#### [Your task]
Lines before the one containing "Locate each instance of the red banner" are not copied; that line and every one after it, through the end of the material below, are printed exactly, without pictures.
%%
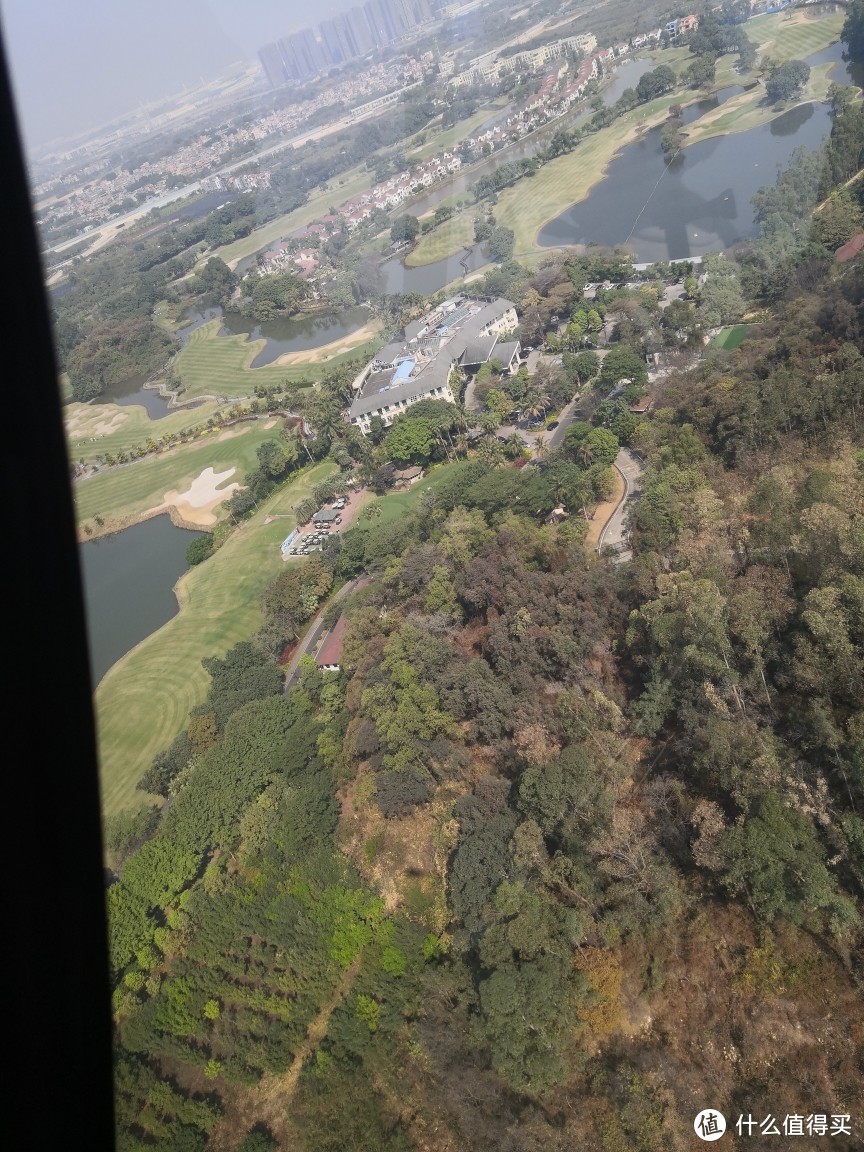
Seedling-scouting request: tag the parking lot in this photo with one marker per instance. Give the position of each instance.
(313, 536)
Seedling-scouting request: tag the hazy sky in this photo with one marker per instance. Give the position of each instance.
(76, 63)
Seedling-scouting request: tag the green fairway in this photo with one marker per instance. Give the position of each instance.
(120, 494)
(782, 38)
(449, 137)
(729, 339)
(529, 204)
(750, 110)
(93, 430)
(218, 365)
(398, 503)
(145, 698)
(452, 236)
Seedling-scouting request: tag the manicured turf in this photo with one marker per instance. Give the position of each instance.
(120, 494)
(730, 339)
(750, 110)
(145, 698)
(453, 136)
(350, 183)
(133, 426)
(218, 365)
(454, 235)
(530, 204)
(796, 38)
(398, 503)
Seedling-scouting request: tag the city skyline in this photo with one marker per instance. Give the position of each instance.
(77, 66)
(345, 36)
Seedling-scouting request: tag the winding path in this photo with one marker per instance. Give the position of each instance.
(615, 535)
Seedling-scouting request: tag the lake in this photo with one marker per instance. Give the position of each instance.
(698, 203)
(288, 334)
(128, 586)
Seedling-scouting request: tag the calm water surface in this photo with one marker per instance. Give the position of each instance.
(698, 203)
(133, 392)
(295, 334)
(128, 586)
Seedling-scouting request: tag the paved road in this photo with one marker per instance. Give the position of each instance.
(615, 533)
(316, 630)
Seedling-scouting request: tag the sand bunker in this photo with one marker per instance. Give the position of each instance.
(197, 503)
(86, 422)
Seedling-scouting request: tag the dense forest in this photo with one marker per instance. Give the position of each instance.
(568, 850)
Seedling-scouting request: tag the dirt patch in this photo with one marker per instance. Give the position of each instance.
(327, 351)
(196, 506)
(603, 513)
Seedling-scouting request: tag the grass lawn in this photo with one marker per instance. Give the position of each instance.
(120, 494)
(446, 240)
(447, 137)
(121, 427)
(342, 188)
(783, 38)
(145, 698)
(531, 203)
(398, 503)
(730, 339)
(750, 110)
(211, 364)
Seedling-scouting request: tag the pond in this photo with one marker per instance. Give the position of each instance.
(430, 278)
(698, 203)
(288, 334)
(128, 586)
(294, 334)
(133, 392)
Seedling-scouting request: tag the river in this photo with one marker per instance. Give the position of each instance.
(128, 586)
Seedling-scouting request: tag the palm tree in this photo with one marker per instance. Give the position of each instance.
(514, 446)
(537, 403)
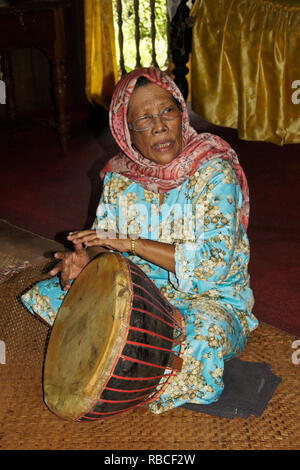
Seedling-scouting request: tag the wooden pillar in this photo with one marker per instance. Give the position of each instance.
(181, 43)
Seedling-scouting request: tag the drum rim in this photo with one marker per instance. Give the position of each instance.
(112, 357)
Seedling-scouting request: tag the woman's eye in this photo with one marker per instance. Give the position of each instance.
(169, 110)
(144, 118)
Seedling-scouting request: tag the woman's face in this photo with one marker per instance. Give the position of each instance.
(161, 143)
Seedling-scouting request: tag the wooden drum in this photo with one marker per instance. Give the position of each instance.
(111, 347)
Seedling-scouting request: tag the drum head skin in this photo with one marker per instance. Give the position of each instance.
(87, 336)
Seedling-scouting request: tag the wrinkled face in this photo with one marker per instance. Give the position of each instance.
(161, 143)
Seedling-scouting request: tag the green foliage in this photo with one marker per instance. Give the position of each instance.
(128, 28)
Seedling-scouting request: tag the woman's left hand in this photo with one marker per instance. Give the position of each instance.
(110, 240)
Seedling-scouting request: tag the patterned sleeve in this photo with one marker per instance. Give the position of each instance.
(106, 211)
(205, 260)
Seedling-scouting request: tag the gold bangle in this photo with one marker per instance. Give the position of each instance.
(132, 248)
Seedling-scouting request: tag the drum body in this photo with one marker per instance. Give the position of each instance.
(112, 344)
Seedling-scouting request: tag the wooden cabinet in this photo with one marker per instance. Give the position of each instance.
(37, 24)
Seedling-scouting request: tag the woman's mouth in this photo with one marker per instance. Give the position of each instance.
(163, 146)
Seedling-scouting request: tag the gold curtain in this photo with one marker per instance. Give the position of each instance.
(245, 67)
(101, 64)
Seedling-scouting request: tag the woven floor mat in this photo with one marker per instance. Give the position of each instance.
(10, 266)
(26, 423)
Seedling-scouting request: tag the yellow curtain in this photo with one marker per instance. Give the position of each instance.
(245, 67)
(101, 63)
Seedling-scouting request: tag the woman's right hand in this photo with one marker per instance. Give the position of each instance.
(71, 265)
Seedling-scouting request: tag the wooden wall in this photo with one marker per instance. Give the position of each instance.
(31, 69)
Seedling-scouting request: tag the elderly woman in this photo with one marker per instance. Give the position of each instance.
(176, 203)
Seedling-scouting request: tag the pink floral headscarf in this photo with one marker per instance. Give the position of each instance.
(197, 149)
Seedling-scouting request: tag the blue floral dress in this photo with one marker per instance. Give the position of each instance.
(210, 285)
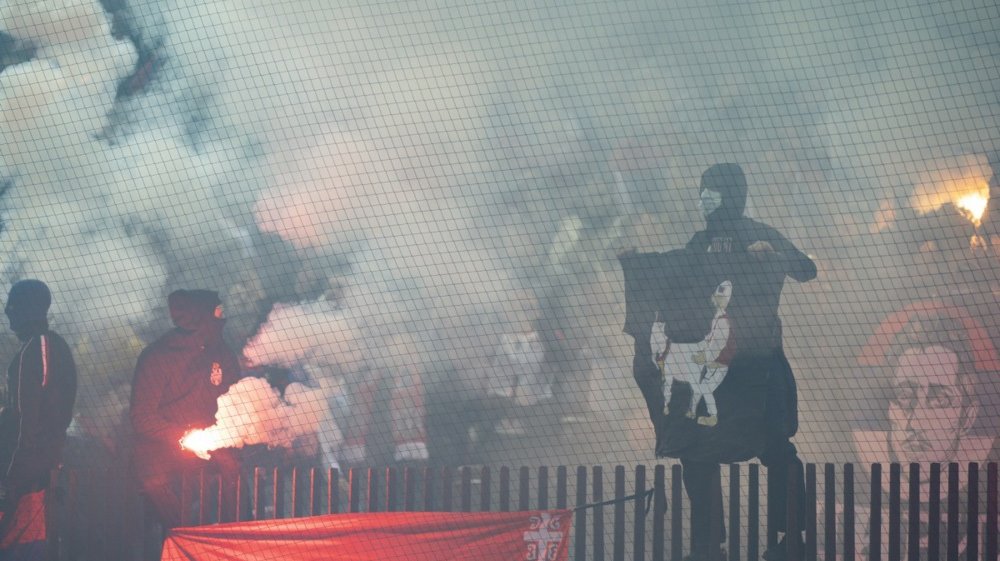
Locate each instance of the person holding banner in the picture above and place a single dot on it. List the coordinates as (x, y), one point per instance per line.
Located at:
(759, 352)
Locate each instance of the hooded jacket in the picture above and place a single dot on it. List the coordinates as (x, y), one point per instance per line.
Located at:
(41, 391)
(180, 376)
(729, 231)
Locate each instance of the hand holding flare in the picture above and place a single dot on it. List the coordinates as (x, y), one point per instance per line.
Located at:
(200, 441)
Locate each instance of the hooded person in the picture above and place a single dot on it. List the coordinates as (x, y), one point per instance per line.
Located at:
(758, 340)
(41, 391)
(178, 380)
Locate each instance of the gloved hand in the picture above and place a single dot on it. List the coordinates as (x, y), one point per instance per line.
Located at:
(657, 340)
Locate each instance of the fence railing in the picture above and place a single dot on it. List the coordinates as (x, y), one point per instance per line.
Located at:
(909, 512)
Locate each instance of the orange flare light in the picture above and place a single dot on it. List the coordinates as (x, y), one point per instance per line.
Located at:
(199, 441)
(973, 205)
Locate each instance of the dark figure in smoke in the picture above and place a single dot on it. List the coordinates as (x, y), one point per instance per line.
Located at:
(178, 380)
(41, 390)
(759, 350)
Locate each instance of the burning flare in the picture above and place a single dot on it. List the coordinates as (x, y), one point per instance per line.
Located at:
(200, 441)
(973, 205)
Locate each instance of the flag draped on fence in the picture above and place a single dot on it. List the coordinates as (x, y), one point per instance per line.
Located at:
(391, 536)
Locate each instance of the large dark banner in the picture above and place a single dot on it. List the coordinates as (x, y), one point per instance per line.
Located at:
(685, 311)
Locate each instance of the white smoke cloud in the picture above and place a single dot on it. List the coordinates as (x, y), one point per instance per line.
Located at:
(443, 172)
(252, 412)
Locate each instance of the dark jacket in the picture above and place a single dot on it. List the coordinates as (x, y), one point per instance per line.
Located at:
(41, 391)
(180, 376)
(728, 231)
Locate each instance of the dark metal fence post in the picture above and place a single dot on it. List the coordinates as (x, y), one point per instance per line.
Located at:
(848, 511)
(485, 490)
(391, 489)
(953, 518)
(753, 514)
(447, 486)
(580, 540)
(734, 512)
(618, 551)
(466, 489)
(333, 491)
(598, 497)
(505, 489)
(428, 489)
(972, 525)
(895, 511)
(875, 523)
(561, 481)
(523, 496)
(934, 515)
(639, 530)
(792, 525)
(543, 488)
(659, 512)
(409, 489)
(676, 512)
(829, 512)
(913, 500)
(991, 512)
(810, 514)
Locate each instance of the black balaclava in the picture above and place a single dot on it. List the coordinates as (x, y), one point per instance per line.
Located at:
(28, 307)
(729, 181)
(193, 311)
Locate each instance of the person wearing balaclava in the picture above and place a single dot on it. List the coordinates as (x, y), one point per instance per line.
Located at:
(41, 391)
(722, 201)
(178, 380)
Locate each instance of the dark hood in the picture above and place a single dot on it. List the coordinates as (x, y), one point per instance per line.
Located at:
(194, 310)
(729, 181)
(28, 307)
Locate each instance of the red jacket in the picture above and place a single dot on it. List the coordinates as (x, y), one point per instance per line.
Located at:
(41, 391)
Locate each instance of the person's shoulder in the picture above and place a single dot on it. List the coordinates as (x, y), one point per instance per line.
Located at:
(55, 341)
(164, 346)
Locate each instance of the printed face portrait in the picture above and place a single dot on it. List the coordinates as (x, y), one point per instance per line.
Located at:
(929, 411)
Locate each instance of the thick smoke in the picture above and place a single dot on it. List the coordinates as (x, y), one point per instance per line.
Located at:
(419, 182)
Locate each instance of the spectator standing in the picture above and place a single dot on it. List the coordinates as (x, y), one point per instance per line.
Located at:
(758, 340)
(178, 380)
(41, 391)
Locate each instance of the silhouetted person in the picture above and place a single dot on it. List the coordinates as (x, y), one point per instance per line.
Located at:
(178, 380)
(758, 340)
(41, 390)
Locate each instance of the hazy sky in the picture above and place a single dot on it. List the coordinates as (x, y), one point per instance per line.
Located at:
(451, 171)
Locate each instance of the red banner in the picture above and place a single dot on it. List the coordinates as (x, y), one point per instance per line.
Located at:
(403, 536)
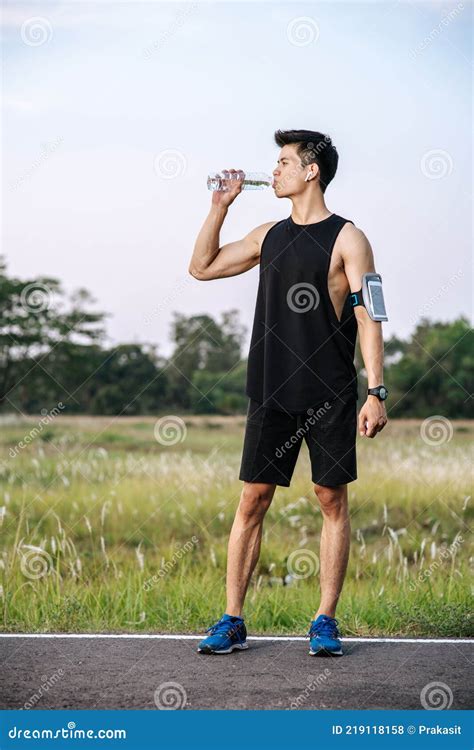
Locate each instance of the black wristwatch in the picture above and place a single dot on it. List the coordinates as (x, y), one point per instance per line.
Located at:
(380, 391)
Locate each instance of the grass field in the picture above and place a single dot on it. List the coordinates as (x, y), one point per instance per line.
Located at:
(106, 528)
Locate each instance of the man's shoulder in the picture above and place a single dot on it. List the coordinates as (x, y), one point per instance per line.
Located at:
(259, 233)
(351, 237)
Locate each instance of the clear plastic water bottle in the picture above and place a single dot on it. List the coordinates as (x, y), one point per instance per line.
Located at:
%%
#### [Task output]
Locate each instance of the red banner in the picture above and place a single dot on it. List the coordinates as (x, y), one point per instance per line.
Located at:
(403, 536)
Locate each instance of the black wristwatch in the picture above and place a single dot on it. List the coordinates as (x, y), one point per instance per line.
Located at:
(380, 391)
Locate each instance of the grass field in the picture above and place a single dot on it. List the coordinates as (x, y), one point per instance per line.
Located at:
(106, 528)
Locate each instance of the man's shoulder in the picture above and place a single dot on it. List the coordinates as (x, y), one point per instance per line.
Located at:
(259, 233)
(351, 237)
Locate each instance of the clear plastic water bottle in the picture above and place a single dot on it. List the coordinates as (x, y), one point per instance per line.
Located at:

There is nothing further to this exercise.